§ **Study questions**:
(A) Please list the five distinct tasks that the OmniFM summary says are supported within a single federated optimization pipeline.
(B) In the OmniFM summary, what average accuracy does OmniFM reach in cross-modal VQA Task 2 with 8 fully heterogeneous modality clients?

The Spectral-Proximal Alignment (SPAlign) loss \(\mathcal{L}_\text{align} = \|\mathbf{s} - \bar{\mathbf{s}}_g\|_2^2\) enforces local spectral embeddings to stay close to the centroid of retrieved global prototypes, suppressing modality-induced optimization drift in the frequency domain while preserving flexibility in the spatial domain.

Key Experimental Results¶

Main Results¶

Cross-modal classification (MedMNIST-v2, Scenario 1 Hard, ResNet-18 backbone):

Method	Acc@20%	Acc@100%	F1@100%
FedAvg	56.31	84.21	0.474
FedPer	84.47	92.57	0.665
OmniFM	96.85	97.82	0.668

Super-resolution (BreaKHis, ×2 scale, average PSNR):

Method	Scenario 1	Scenario 2
FedAvg	35.95	41.50
FedPer	39.52	40.87
OmniFM	42.21	42.30

Ablation Study¶

VQA Task 1 performance under different fine-tuning strategies:

Configuration	F-C (IID)	F-CL (Non-IID)
FedAvg	0.783	0.827
FedPer	0.799	0.833
OmniFM	0.812	0.831

Key Findings¶

OmniFM achieves the best or second-best performance across all tasks (classification/segmentation/super-resolution/VQA) and all heterogeneous scenarios.
In cross-modal classification, OmniFM achieves 96.85% accuracy at a 20% participation rate, compared to only 56.31% for FedAvg—a gap exceeding 40 percentage points.
In super-resolution, OmniFM maintains its advantage at the challenging ×8 scale (30.02 vs. 29.36 PSNR).
In cross-modal VQA Task 2 with 8 fully heterogeneous modality clients, OmniFM achieves an average accuracy of 79.27%, surpassing FedPer's 78.40%.

Highlights & Insights¶

Strong frequency-domain invariance insight: The observation that low-frequency spectra exhibit cross-modal consistency is concise and compelling, providing an elegant theoretical foundation for handling modality heterogeneity in federated learning. This insight is transferable to other cross-domain and cross-modal learning scenarios.
Truly task-agnostic pipeline: Supporting five distinct tasks—classification, segmentation, super-resolution, VQA, and multimodal fusion—within a single federated optimization pipeline is highly uncommon in the FL literature.
Retrieval-augmented federated learning: The global spectral knowledge bank combined with top-k retrieval resembles retrieval-augmented generation (RAG), but applied in the frequency domain of federated learning—a creative cross-domain innovation.

§ **The data**:
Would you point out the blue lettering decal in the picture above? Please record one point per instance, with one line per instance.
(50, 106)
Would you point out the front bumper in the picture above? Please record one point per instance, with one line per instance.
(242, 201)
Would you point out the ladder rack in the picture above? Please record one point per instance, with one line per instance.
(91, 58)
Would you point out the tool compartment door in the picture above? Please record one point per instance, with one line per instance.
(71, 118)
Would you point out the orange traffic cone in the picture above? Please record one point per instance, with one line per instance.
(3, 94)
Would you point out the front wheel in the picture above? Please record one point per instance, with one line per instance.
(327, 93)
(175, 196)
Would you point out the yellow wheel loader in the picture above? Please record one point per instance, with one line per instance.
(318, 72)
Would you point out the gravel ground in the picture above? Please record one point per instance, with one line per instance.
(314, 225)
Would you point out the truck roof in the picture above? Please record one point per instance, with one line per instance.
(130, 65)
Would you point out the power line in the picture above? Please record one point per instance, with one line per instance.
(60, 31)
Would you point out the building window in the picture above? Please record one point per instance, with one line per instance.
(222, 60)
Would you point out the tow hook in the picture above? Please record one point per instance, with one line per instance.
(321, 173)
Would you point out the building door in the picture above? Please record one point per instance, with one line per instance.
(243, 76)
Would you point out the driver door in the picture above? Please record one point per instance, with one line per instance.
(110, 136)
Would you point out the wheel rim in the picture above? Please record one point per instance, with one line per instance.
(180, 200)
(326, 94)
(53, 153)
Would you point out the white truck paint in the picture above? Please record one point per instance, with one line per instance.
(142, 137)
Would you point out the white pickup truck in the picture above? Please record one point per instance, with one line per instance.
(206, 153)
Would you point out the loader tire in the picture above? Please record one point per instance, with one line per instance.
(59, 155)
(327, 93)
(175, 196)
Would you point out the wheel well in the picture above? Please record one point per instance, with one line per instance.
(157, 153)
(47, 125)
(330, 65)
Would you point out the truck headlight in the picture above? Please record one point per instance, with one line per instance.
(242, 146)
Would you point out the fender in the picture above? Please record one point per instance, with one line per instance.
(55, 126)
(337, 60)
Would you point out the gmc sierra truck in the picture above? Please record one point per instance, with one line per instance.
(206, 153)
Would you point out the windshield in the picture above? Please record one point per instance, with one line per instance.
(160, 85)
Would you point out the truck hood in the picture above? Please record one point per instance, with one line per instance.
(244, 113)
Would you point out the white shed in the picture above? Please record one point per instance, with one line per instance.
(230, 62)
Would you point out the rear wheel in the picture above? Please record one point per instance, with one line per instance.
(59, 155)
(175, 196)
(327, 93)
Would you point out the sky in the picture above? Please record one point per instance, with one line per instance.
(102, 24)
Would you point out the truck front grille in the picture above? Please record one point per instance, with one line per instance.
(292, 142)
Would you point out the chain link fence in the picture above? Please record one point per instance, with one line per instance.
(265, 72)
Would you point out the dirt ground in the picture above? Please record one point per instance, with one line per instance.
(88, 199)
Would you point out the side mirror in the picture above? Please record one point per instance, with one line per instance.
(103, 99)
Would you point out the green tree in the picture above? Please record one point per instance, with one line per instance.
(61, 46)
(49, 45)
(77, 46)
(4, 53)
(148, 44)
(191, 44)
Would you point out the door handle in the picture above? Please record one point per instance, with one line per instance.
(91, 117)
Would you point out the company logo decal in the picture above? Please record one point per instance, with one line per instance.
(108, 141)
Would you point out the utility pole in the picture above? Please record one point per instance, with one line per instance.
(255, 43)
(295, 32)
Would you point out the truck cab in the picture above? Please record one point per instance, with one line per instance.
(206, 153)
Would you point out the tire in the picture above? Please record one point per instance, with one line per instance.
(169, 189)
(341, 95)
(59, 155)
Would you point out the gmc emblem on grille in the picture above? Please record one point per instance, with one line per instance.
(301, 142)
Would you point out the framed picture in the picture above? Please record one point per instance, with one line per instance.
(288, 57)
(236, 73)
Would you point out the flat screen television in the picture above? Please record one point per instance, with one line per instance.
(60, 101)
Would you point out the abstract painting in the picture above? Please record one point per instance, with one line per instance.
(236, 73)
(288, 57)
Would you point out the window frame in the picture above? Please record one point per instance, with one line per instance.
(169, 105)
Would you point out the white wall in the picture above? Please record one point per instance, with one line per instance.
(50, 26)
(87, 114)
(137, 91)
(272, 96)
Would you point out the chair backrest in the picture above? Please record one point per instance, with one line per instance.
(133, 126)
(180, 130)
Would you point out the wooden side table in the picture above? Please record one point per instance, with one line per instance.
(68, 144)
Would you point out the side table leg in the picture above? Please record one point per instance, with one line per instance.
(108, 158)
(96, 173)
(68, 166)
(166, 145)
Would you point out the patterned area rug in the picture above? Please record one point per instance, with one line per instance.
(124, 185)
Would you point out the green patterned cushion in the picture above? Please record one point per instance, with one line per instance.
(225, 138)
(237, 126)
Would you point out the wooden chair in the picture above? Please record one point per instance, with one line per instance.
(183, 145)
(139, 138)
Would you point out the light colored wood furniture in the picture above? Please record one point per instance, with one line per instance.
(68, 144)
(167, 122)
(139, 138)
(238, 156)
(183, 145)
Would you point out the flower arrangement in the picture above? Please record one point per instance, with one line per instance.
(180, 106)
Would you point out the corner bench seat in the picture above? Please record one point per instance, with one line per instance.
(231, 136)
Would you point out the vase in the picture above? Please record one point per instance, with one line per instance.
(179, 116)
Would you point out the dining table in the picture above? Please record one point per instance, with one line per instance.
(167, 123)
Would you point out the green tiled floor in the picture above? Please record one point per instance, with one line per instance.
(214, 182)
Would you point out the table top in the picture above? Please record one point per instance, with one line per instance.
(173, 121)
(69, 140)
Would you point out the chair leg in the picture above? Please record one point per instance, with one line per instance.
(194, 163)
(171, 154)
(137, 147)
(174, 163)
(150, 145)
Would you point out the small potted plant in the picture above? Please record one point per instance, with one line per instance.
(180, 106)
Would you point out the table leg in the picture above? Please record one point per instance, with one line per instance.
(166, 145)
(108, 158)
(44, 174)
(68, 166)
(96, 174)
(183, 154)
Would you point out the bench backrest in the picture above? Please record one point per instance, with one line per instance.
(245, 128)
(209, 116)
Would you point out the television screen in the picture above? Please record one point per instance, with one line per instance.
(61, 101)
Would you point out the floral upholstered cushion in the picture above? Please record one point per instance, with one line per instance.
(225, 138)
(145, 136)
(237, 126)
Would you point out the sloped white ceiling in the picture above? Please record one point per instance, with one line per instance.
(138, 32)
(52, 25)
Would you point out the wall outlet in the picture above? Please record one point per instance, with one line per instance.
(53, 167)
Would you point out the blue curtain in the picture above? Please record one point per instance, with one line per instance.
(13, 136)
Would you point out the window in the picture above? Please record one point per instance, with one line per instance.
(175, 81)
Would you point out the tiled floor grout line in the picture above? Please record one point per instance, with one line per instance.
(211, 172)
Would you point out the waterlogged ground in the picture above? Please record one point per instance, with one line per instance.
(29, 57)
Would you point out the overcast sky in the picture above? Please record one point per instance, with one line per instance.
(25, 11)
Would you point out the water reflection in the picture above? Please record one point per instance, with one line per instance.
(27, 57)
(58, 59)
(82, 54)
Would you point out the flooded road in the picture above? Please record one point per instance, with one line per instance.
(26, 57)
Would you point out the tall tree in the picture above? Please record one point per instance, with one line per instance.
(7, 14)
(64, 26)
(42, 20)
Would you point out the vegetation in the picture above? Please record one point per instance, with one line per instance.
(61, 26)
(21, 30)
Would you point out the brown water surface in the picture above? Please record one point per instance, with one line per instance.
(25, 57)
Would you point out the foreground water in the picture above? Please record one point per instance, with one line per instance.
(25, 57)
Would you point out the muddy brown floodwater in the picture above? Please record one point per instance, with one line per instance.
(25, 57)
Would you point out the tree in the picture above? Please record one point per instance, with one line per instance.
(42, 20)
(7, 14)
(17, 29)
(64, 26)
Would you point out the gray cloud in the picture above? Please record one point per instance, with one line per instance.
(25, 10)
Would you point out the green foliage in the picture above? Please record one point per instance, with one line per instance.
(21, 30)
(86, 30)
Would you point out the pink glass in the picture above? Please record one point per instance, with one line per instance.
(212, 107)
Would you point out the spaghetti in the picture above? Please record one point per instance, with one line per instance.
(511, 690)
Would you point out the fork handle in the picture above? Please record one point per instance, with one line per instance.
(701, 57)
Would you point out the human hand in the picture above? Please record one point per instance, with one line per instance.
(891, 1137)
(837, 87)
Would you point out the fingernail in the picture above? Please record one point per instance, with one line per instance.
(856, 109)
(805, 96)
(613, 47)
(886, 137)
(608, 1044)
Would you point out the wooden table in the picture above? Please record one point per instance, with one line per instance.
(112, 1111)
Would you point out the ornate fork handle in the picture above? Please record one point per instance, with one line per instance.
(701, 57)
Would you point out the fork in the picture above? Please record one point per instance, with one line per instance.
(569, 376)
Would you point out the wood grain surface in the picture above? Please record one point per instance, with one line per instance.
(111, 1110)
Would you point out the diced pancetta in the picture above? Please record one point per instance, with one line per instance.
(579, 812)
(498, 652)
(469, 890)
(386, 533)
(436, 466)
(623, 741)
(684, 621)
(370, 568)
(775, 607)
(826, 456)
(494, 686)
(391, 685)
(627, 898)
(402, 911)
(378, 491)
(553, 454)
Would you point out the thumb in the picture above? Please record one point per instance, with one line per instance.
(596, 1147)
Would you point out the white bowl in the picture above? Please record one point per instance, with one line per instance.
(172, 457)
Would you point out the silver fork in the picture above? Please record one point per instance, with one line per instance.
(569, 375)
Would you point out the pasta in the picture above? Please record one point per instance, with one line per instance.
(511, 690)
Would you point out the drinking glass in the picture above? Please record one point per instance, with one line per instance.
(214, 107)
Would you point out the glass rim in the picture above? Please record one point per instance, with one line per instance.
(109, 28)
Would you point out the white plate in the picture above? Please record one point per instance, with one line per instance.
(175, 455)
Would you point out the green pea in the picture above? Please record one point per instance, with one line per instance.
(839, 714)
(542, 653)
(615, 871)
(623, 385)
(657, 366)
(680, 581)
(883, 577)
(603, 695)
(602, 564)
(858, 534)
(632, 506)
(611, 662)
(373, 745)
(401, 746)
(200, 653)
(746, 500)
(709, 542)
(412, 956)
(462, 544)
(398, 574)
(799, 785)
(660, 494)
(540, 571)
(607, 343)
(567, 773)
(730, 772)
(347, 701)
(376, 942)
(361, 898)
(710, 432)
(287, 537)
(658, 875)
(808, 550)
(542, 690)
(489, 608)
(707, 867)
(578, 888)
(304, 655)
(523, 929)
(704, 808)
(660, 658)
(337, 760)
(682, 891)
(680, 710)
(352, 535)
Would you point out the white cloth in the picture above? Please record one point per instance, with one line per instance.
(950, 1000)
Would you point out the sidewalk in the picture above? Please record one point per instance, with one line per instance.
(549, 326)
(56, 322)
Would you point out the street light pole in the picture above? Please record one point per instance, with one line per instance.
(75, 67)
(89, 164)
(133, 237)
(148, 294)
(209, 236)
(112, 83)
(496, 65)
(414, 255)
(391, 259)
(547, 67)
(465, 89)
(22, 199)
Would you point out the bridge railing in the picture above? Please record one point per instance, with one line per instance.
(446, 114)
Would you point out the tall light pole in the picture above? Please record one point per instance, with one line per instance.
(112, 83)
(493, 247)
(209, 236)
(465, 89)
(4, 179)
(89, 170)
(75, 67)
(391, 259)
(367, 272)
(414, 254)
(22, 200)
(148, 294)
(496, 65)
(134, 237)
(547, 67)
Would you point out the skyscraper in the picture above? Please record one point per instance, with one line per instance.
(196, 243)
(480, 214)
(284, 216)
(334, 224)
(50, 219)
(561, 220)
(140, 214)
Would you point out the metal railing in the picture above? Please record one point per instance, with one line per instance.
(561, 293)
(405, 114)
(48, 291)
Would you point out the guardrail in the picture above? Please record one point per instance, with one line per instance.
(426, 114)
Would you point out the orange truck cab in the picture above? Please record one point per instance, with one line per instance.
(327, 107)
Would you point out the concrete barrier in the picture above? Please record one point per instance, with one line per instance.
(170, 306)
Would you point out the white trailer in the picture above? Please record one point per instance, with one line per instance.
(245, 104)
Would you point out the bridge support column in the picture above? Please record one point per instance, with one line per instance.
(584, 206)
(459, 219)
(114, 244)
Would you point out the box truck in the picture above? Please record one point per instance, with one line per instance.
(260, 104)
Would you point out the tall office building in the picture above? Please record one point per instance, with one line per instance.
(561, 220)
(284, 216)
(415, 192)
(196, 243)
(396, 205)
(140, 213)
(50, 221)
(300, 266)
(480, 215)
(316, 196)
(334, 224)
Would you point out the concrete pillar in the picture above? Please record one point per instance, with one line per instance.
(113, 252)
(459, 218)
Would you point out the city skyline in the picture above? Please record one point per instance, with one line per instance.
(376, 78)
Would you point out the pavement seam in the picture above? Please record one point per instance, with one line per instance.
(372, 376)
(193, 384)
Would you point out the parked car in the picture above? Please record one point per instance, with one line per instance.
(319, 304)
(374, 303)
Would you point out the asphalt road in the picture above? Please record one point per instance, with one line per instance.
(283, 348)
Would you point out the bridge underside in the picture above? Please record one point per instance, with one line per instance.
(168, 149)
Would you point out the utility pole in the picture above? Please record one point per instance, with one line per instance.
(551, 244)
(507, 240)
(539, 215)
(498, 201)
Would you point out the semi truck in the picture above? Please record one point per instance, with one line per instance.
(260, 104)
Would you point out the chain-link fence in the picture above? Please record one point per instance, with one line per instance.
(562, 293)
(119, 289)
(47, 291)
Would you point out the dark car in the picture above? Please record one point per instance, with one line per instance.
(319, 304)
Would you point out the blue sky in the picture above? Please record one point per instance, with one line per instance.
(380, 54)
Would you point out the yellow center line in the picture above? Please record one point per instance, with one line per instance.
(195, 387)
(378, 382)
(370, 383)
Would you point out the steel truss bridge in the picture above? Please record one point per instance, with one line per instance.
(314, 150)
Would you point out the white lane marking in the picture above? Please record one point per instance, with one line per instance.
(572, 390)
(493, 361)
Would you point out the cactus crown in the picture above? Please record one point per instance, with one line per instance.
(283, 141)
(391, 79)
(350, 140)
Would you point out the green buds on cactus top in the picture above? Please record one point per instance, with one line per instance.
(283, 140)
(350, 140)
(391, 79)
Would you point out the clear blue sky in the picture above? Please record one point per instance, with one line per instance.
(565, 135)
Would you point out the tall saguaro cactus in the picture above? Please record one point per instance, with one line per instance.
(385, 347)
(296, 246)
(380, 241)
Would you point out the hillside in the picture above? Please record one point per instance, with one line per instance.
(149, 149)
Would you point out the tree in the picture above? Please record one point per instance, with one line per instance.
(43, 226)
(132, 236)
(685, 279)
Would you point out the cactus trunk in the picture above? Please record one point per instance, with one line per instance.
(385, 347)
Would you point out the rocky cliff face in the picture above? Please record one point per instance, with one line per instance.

§ **Results for each task**:
(A) Classification, segmentation, super-resolution, VQA, and multimodal fusion

(B) 79.27%